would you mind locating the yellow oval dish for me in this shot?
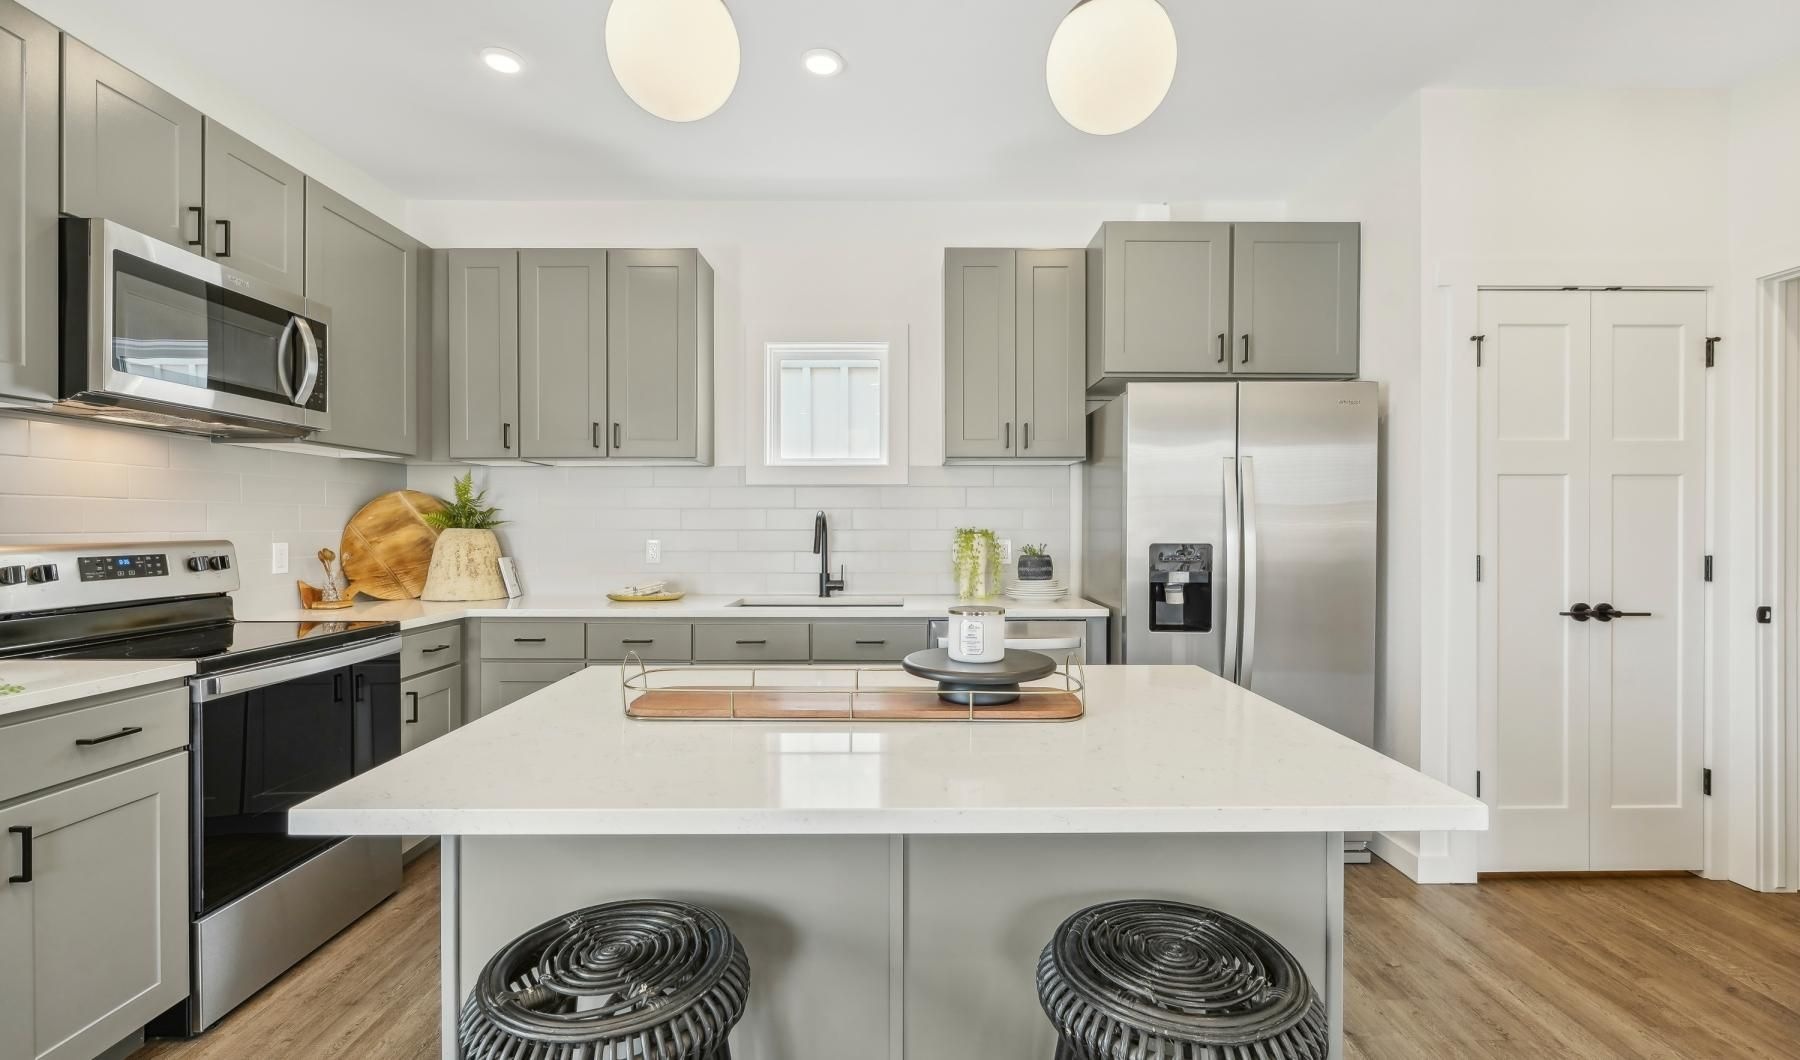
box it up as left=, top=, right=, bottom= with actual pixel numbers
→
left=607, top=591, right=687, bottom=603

---

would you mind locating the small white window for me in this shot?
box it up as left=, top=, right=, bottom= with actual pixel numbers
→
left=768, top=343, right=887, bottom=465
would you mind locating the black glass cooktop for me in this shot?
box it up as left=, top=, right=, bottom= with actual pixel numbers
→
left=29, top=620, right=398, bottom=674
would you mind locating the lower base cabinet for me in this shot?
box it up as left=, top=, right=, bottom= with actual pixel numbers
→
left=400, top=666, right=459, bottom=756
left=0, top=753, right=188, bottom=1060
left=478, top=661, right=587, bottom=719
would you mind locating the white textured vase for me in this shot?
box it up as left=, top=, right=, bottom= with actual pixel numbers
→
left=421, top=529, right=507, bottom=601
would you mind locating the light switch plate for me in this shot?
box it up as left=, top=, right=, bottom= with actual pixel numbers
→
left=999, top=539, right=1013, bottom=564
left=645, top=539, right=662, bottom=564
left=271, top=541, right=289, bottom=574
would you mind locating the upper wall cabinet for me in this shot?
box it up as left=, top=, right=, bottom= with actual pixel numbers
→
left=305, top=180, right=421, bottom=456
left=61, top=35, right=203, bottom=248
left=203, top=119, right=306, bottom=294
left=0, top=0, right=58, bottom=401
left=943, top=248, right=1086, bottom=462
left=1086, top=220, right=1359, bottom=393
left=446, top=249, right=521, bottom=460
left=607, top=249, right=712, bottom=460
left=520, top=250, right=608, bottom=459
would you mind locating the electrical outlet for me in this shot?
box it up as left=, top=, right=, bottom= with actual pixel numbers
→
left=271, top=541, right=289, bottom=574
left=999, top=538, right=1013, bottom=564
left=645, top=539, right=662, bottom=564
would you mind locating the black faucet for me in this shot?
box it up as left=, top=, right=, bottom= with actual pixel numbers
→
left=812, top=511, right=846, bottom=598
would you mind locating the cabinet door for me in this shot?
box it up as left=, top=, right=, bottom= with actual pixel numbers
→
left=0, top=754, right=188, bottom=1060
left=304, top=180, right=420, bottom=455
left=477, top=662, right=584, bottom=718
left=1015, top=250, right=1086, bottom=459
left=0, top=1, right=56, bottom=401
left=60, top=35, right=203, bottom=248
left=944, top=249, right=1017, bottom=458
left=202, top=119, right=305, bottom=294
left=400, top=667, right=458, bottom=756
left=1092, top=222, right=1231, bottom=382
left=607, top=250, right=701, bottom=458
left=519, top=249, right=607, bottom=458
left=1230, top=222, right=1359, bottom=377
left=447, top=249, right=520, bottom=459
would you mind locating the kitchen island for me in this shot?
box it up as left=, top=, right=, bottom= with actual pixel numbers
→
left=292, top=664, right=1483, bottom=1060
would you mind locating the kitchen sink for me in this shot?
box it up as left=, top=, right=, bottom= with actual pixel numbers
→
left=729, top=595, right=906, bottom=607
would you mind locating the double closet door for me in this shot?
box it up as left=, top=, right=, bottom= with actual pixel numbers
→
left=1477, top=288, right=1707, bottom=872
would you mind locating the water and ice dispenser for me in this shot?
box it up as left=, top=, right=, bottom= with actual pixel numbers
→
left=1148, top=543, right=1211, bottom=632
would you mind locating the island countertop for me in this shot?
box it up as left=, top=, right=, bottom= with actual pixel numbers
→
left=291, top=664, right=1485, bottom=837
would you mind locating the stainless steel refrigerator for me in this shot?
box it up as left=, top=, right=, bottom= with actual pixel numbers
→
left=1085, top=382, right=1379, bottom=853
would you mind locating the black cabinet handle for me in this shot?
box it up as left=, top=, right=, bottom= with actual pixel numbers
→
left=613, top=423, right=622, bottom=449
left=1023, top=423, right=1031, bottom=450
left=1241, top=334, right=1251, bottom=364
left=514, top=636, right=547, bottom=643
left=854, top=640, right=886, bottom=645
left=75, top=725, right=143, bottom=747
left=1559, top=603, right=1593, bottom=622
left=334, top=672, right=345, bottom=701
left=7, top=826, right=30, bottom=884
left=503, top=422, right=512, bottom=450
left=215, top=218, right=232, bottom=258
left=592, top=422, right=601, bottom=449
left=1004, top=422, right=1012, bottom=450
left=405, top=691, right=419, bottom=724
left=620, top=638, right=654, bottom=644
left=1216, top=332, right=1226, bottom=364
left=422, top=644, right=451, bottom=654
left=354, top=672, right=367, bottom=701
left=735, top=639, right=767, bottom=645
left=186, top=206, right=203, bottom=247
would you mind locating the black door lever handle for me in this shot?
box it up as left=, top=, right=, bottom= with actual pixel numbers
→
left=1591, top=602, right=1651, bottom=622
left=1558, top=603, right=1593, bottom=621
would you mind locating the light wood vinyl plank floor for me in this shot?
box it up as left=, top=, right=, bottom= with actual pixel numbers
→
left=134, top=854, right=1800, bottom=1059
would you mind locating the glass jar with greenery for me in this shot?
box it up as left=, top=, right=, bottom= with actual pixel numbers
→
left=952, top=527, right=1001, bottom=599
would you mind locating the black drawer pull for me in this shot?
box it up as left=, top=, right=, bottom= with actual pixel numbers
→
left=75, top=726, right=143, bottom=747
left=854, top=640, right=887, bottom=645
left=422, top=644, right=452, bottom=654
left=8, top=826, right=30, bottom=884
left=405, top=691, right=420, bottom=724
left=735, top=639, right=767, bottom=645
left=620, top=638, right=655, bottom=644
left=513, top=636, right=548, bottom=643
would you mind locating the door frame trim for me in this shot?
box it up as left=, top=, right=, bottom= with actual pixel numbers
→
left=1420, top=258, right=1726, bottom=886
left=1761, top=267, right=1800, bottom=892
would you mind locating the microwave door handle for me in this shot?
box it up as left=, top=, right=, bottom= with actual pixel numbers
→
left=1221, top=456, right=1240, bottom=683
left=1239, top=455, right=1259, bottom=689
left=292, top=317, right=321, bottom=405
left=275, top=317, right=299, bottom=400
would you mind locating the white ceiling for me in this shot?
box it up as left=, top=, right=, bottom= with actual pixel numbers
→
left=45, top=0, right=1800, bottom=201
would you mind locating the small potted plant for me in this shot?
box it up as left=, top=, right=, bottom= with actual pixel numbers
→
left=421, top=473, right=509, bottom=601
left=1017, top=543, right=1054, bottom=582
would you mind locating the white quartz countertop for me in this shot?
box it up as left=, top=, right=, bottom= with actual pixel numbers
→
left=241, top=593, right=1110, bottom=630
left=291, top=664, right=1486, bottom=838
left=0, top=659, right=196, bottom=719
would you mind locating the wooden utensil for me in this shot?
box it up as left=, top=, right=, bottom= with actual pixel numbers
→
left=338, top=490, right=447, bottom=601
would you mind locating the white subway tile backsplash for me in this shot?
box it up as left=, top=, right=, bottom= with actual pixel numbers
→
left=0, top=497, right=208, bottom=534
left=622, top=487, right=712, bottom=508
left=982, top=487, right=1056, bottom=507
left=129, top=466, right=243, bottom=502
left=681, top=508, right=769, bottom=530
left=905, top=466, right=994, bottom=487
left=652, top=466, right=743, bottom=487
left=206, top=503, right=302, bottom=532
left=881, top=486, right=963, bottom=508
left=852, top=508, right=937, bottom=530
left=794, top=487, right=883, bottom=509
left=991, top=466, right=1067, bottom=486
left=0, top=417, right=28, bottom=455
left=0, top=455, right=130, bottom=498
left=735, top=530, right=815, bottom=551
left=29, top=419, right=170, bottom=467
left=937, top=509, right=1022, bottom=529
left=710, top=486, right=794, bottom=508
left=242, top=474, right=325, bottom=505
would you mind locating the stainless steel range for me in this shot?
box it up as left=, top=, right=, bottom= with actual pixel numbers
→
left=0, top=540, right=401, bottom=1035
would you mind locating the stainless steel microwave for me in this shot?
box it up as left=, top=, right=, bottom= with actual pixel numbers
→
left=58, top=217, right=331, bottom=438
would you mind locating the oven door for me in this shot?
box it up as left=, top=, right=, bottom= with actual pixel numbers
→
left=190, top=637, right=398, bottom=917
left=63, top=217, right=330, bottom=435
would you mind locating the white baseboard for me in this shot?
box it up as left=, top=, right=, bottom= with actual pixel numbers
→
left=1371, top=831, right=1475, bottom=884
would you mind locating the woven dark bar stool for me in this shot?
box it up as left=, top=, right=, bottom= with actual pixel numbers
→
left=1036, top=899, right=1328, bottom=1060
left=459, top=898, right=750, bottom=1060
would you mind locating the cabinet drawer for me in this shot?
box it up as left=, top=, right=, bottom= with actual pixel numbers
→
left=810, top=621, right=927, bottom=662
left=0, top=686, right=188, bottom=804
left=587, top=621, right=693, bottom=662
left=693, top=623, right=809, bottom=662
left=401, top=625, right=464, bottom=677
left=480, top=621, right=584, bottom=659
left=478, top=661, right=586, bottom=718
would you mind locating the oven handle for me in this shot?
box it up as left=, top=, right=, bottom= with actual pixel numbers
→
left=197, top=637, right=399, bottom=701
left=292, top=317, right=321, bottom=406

...

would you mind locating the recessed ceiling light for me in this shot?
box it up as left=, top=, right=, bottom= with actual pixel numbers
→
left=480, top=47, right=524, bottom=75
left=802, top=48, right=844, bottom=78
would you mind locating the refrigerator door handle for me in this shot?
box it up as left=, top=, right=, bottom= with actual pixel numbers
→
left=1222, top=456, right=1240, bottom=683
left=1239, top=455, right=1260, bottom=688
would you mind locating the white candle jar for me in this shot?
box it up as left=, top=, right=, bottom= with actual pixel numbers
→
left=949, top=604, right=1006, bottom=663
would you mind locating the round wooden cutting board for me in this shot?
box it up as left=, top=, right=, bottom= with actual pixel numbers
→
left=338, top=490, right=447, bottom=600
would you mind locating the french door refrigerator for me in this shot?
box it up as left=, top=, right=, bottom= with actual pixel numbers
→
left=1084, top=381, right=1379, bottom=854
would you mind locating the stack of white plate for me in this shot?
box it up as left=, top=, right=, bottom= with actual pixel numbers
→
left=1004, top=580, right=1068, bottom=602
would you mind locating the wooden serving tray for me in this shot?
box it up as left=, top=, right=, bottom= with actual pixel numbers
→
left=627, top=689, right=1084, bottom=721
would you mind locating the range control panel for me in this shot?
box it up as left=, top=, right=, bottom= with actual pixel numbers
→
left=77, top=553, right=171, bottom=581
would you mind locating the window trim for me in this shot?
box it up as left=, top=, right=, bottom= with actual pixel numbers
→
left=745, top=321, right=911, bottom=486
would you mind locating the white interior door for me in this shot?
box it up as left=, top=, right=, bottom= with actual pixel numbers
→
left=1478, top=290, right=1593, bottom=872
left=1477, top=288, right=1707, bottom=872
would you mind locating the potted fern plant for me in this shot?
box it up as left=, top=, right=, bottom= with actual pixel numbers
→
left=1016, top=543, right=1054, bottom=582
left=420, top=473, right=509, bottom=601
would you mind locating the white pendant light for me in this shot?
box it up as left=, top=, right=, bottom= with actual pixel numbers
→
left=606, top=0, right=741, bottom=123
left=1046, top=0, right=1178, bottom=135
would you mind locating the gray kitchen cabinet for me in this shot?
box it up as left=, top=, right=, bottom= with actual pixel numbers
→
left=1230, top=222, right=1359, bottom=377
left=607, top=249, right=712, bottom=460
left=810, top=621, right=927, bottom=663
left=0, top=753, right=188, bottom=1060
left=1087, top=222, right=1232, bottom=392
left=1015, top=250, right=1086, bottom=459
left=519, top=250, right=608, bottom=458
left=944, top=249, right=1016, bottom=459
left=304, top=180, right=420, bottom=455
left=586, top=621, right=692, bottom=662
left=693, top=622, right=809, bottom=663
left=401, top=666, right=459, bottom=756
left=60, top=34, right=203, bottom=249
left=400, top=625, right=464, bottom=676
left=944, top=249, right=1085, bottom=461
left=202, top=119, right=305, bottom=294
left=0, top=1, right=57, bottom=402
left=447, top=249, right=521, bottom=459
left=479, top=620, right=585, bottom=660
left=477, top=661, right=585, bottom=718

◆ **PROBLEM TO WORK ON**
Within the entries, find all lines holding "kitchen" and copy each one.

◆ **FINISHED TASK**
would you mind locating the kitchen island for me in this shot?
would you mind locating the kitchen sink for me in this shot?
would you mind locating the gray kitchen cabinet for me in this shot?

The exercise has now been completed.